August 20, 2009 at 11:49 am
While I am in agreement with the statements made here about financial irresponsibility, etc., I am not really sure how it is that any responsible Christian leader can imply that any individual or corporate group (whether at a national level or otherwise) can be healthy or healed without surrender to Jesus Christ. When I read the whole article, I see Wallis pulling biblical concepts out for display, but I get the sense that biblical teachings are the answer rather than Christ Himself. One could argue that the Washington Post isn’t the place to make such arguments, but this is the On Faith blog and one would expect that one would center on the One in whom we actually have faith.
Many years ago, Presbyterian pastor D.G. Barnhouse spoke of what it would be like if Satan were to take over Philadelphia, and he suggested that it would become a nice, tidy city with no crime, no porn, no bars, and full churches where Christ was not preached. I fear that when we stop holding up Christ as the center of life, we are coming dangerously close to this vision of Barnhouse’s.
August 20, 2009 at 12:10 pm
Or one could imagine that the “whereas” is understood, given that Wallis is a Christian, and he’s writing about the “therefore.”
August 20, 2009 at 1:06 pm
If our nation was still Christian in any sense of the word, I might be able to agree. But it’s not, and I don’t. Lots of folks make the same mistake on both sides of the viewpoint fence, speaking to a secular audience and forgetting that most of the secular audience does not have any clue of the truth claims of Christianity. But Wallis goes one step further and seems to equate national health care with healing only Christ can deliver, and that disturbs me.
August 21, 2009 at 2:26 pm
The title of the column, “On Faith” seems pretty unambiguous.
As does this (and several other) sentences, “The stories of Jesus healing people in the Gospels, of restoring people to physical wholeness and full participation in their community, always signaled the Kingdom of God.”
And if that isn’t clear enough he quotes from the Bible several times, mentions God several others. Not sure which magic words you think are missing.
Did you read the article, or are you just commenting on the excerpt here?
August 21, 2009 at 5:56 pm
Yep, read the whole article. A couple of the others on the topic, too.
First, I would argue that “On Faith” is a very ambiguous column, seeing that it also includes viewpoints from Muslims, Wiccans, etc. There’s no telling who’s talking unless it’s carefully explained.

- _Stored data entries_:

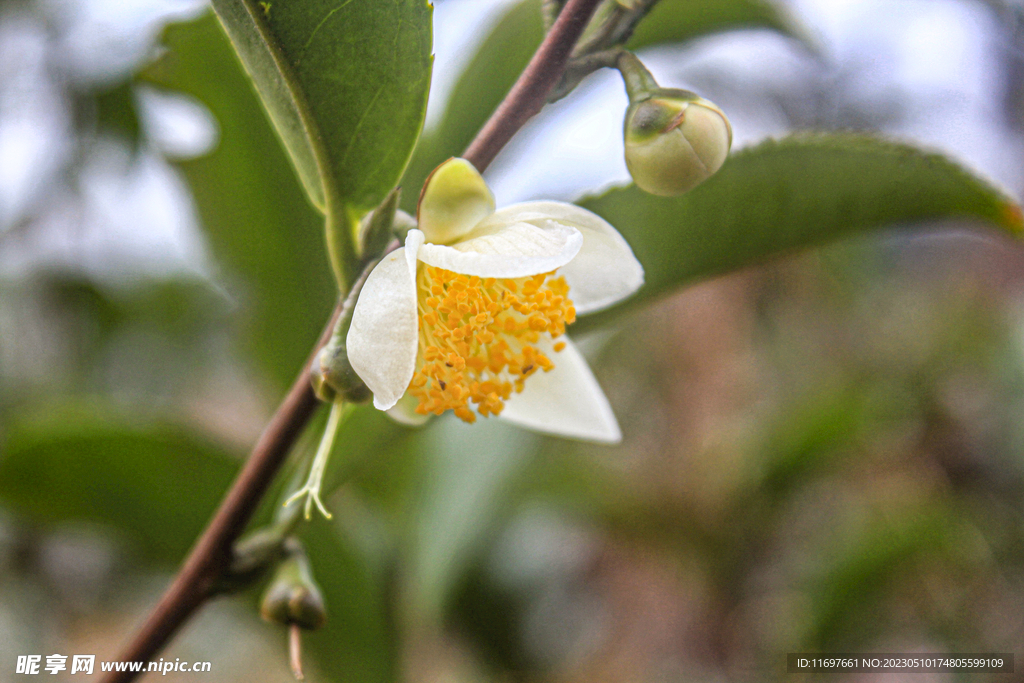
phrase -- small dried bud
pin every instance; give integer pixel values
(293, 596)
(675, 140)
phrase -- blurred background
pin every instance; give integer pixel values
(822, 453)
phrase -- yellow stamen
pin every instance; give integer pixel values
(477, 336)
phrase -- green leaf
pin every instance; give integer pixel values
(156, 481)
(801, 191)
(345, 84)
(255, 215)
(468, 473)
(680, 20)
(356, 643)
(507, 49)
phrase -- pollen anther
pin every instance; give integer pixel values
(476, 338)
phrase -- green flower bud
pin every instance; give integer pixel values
(332, 375)
(293, 596)
(675, 140)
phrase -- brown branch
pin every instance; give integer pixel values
(529, 92)
(211, 555)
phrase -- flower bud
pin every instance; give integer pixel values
(293, 596)
(675, 140)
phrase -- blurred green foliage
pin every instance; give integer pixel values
(860, 492)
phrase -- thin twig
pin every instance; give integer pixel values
(211, 555)
(529, 92)
(295, 650)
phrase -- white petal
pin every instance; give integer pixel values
(455, 199)
(383, 339)
(516, 250)
(604, 271)
(566, 401)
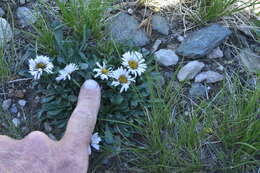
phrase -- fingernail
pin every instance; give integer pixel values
(90, 84)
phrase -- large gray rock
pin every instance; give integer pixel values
(6, 33)
(209, 77)
(198, 90)
(166, 57)
(160, 25)
(26, 16)
(6, 104)
(250, 60)
(2, 12)
(202, 42)
(190, 70)
(125, 29)
(216, 53)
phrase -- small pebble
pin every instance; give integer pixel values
(16, 122)
(22, 103)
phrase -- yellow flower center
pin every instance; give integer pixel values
(122, 79)
(133, 64)
(41, 65)
(105, 71)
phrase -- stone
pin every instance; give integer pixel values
(160, 25)
(6, 33)
(190, 70)
(22, 102)
(216, 53)
(13, 109)
(2, 12)
(26, 16)
(22, 2)
(166, 57)
(180, 38)
(156, 45)
(246, 29)
(202, 42)
(125, 29)
(16, 122)
(198, 90)
(209, 77)
(6, 104)
(47, 127)
(52, 137)
(19, 94)
(157, 77)
(250, 60)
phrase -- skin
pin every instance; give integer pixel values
(37, 153)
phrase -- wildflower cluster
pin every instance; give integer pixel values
(133, 65)
(43, 64)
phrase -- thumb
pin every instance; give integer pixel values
(83, 119)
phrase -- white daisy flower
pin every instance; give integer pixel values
(102, 71)
(122, 78)
(66, 72)
(135, 63)
(38, 65)
(95, 139)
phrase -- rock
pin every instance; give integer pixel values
(157, 77)
(209, 77)
(13, 109)
(26, 16)
(166, 57)
(216, 53)
(22, 102)
(22, 2)
(2, 12)
(19, 94)
(156, 45)
(16, 122)
(52, 136)
(6, 104)
(250, 60)
(6, 33)
(47, 127)
(246, 29)
(160, 25)
(190, 70)
(198, 90)
(180, 38)
(125, 29)
(202, 42)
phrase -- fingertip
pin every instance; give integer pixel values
(90, 84)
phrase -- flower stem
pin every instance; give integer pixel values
(76, 83)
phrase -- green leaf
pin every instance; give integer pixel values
(108, 136)
(117, 99)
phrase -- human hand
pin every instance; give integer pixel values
(36, 153)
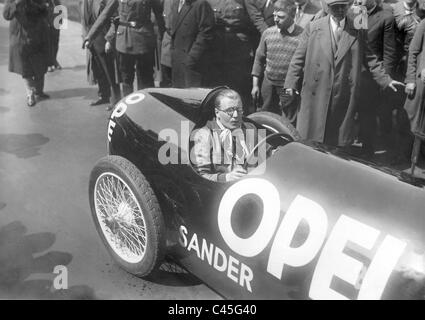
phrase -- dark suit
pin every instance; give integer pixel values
(308, 14)
(382, 42)
(330, 94)
(100, 66)
(191, 36)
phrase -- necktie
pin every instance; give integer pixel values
(181, 4)
(338, 32)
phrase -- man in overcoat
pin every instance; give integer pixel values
(192, 23)
(326, 67)
(97, 58)
(382, 41)
(28, 44)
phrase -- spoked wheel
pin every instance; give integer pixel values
(127, 215)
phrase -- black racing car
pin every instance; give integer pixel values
(309, 222)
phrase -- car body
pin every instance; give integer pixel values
(314, 223)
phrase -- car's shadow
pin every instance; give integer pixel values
(85, 93)
(27, 270)
(171, 274)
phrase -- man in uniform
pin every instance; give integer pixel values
(97, 58)
(235, 29)
(135, 38)
(192, 23)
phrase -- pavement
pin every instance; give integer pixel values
(46, 155)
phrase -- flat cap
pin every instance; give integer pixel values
(332, 2)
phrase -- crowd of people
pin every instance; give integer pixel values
(339, 81)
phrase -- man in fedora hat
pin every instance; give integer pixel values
(326, 69)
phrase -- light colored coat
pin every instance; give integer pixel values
(330, 89)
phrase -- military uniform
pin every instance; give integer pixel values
(135, 38)
(234, 31)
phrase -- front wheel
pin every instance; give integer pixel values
(127, 215)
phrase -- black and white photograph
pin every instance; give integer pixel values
(212, 150)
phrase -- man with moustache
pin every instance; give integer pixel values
(221, 147)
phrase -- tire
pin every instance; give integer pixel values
(275, 123)
(127, 215)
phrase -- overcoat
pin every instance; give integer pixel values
(28, 37)
(331, 85)
(166, 40)
(191, 37)
(415, 64)
(91, 10)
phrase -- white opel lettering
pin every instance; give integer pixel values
(271, 203)
(281, 252)
(333, 262)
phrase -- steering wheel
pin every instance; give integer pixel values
(285, 136)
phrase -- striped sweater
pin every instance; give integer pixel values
(274, 54)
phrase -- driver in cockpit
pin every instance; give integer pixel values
(222, 146)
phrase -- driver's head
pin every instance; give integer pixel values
(228, 108)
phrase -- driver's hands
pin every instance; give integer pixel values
(236, 174)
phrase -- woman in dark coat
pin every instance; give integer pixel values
(54, 32)
(28, 43)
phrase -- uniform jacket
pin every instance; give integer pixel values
(28, 36)
(191, 34)
(330, 88)
(132, 40)
(90, 12)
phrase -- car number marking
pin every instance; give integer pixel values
(121, 108)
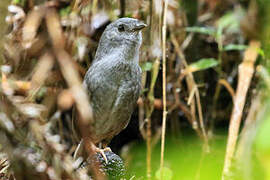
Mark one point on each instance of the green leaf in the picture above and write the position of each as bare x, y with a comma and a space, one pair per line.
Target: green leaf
166, 175
230, 20
202, 64
237, 47
261, 52
202, 30
147, 66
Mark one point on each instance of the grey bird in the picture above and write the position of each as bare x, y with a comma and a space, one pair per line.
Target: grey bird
113, 81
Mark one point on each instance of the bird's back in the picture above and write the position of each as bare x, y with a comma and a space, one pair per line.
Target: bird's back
114, 87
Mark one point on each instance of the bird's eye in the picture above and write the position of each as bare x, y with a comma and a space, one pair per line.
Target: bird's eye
121, 28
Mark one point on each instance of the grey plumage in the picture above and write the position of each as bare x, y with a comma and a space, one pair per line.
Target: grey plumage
113, 81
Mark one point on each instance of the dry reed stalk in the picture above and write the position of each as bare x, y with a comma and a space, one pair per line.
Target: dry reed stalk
164, 30
246, 70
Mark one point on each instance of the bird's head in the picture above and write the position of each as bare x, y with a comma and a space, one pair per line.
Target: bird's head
124, 31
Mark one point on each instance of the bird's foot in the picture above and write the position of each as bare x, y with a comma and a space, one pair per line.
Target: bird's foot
102, 152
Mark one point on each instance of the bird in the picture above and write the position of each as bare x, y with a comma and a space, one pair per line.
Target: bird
113, 81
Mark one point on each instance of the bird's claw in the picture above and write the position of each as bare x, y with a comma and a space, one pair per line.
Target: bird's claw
102, 152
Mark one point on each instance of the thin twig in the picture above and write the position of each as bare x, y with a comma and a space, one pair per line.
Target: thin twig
164, 27
246, 69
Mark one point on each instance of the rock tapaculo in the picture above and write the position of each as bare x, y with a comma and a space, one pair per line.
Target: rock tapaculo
113, 81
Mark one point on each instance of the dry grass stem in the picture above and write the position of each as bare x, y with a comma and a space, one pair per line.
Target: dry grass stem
246, 69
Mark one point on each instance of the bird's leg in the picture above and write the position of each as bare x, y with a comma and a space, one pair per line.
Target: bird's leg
102, 151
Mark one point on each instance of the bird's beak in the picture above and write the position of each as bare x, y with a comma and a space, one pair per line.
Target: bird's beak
139, 26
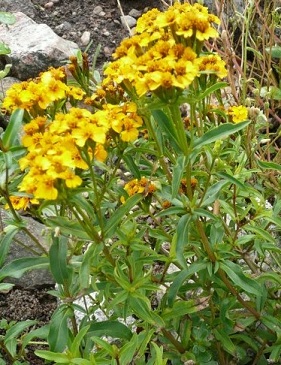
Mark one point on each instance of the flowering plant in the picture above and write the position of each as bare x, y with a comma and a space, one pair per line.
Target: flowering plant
156, 209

- _Activities_:
1. Summarize the comment thread about Wallis's article in two sentences.
2. Proceed with the comment thread about Wallis's article, starting after its last sentence.

- _Answers by item_:
1. One commenter agrees with the points on financial irresponsibility but objects that Wallis presents biblical teachings, not Christ himself, as the answer, and recalls D.G. Barnhouse's picture of a tidy Philadelphia with full churches where Christ is not preached. Others reply that Wallis's Christian framing is understood and plain in the article, while critics answer that he seems to equate national health care with healing only Christ can deliver and that the "On Faith" column is ambiguous because it also includes Muslim and Wiccan viewpoints.

2.
It’s not the arguments that are at issue, really. Leith Anderson, president of the NAE, says pretty much the same biblical things as Wallis in his statement. But he never makes the errors that Wallis makes, either. Wallis’ claim that health care can heal the damaged soul of the nation is problematic because it assumes that the spiritual sickness of this country is primarily based around this issue. It’s not. It may be related, but Wallis’ problem is one of severe overstatement that places a shadow over the real Christ who is able to heal all the things that plague us. Wallis also claims that healing is central to “all our religious traditions.” This is simply not true, as the victims of religious ritual abuse and voodoo curses can attest.
These problems in Wallis’ statements don’t have much to do with the actual debate. While I think a lot of what is currently on the table in terms of health care isn’t going to work, I have no problem with a solid unified health care system if we can make it work so there is equally good treatment for all without destroying the national economy. Wallis’ fundamental points are sound. I think the solution lies in a private-based solution rather than a government mandated one, but that’s just me.
August 22, 2009 at 10:04 am
“because it assumes”
No, I’d say you assume. I don’t see that anywhere in the article. But then if we look hard enough to criticize something, we generally find it …
“This is simply not true, as the victims of religious ritual abuse and voodoo curses can attest.”
… especially when look hard enough. lol
August 31, 2009 at 8:22 pm
So does this mean that Wallis only wants health insurance for Christians? John 1 tells us that only those who know Jesus are “children of God”. Who knew he was so exclusive?